| Exercise requirements |
Produce a verbatim transcription of the records below, beginning at the line containing "Identify the grassy" and ending at the final line; include only those lines.

══ Material provided

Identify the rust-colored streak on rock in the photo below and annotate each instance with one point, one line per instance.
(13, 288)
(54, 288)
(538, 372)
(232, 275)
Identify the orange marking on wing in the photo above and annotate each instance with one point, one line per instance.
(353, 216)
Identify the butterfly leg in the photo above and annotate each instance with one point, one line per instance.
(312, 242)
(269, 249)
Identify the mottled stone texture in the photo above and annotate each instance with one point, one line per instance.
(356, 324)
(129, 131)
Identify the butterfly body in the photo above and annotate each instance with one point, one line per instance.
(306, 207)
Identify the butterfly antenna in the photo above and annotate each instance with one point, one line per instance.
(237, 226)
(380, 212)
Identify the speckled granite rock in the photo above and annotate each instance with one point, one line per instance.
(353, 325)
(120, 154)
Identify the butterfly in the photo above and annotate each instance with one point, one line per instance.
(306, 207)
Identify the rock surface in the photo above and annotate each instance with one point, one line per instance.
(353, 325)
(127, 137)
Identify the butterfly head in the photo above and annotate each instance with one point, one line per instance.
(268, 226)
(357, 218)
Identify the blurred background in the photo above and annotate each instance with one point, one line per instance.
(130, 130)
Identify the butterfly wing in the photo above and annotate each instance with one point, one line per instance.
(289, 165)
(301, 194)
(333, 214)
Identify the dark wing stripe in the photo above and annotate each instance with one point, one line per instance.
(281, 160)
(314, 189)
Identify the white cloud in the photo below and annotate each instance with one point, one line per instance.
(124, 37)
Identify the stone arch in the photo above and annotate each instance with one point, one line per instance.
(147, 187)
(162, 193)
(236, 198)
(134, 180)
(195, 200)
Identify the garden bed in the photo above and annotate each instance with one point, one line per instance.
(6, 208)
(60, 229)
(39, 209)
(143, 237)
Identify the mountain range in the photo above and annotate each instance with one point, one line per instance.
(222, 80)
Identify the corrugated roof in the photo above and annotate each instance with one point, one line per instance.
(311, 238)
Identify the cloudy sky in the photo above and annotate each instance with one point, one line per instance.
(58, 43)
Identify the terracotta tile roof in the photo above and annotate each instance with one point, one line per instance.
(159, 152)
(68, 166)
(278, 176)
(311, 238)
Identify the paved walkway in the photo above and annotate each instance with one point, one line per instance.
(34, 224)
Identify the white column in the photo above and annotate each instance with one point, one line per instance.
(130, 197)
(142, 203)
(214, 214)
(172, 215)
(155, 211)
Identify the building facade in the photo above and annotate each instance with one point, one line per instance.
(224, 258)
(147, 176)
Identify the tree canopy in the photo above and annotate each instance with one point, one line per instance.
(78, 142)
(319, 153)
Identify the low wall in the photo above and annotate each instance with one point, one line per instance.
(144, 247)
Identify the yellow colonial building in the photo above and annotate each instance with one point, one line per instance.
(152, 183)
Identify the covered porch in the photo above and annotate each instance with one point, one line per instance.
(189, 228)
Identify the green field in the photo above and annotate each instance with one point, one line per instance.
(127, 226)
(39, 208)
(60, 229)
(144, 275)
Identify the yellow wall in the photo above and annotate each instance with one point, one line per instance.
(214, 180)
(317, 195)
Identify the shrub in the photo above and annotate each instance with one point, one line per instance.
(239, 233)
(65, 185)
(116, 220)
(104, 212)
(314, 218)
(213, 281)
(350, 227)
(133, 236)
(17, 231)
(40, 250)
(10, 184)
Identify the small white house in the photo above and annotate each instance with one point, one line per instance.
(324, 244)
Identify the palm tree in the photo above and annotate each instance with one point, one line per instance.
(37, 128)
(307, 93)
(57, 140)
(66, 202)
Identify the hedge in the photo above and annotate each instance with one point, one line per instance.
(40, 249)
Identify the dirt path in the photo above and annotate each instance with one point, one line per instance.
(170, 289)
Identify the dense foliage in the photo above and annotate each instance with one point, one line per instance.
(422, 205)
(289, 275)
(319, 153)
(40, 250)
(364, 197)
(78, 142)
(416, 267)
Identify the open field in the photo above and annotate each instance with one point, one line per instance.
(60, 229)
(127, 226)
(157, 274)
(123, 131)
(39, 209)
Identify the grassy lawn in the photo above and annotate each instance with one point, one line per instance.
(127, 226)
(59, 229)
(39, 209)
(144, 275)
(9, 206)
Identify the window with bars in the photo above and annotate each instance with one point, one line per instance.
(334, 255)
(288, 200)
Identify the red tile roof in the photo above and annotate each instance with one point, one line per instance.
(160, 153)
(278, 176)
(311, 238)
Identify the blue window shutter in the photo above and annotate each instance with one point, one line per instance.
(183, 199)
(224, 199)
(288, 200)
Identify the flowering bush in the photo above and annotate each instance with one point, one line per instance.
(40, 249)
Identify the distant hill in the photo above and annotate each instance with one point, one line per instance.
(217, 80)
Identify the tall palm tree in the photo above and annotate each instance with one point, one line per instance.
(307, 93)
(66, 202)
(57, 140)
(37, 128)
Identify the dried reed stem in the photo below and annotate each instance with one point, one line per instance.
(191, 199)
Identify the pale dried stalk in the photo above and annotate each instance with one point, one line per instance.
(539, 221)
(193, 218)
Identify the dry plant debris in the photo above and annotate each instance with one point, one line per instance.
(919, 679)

════

| Answer for the task |
Identify the grassy lawn in the photo above and annotate each instance with one point, one line per instance.
(127, 226)
(59, 229)
(39, 209)
(144, 275)
(9, 206)
Identify the window with bars in the photo above and annotate each instance with one point, one line per instance.
(334, 255)
(288, 200)
Identify the red tile roof in the photo above and annotate each instance with one point, one line per instance.
(160, 153)
(278, 176)
(311, 238)
Identify the blue window shutter in the photo above and annotate each instance with one point, one line per instance.
(183, 199)
(224, 199)
(288, 200)
Identify the flowering bush in the photo above and annotate each instance with one point, one line per instance.
(40, 249)
Identify the distant hill in the photo above and annotate each instance with one point, one line per instance.
(217, 80)
Identify the tall palm tree in the photo above and annotate each instance with one point, one line per instance.
(307, 93)
(66, 202)
(57, 140)
(37, 128)
Identify the dried reed stem in the photo below and annotate each instance with one point, one line per instance.
(191, 199)
Identify the pale dried stalk in the photo above and annotate each instance with one point, one line per instance.
(539, 221)
(193, 218)
Identify the dry plant debris in the photo above and annotate each instance with one point, one line per instance.
(919, 679)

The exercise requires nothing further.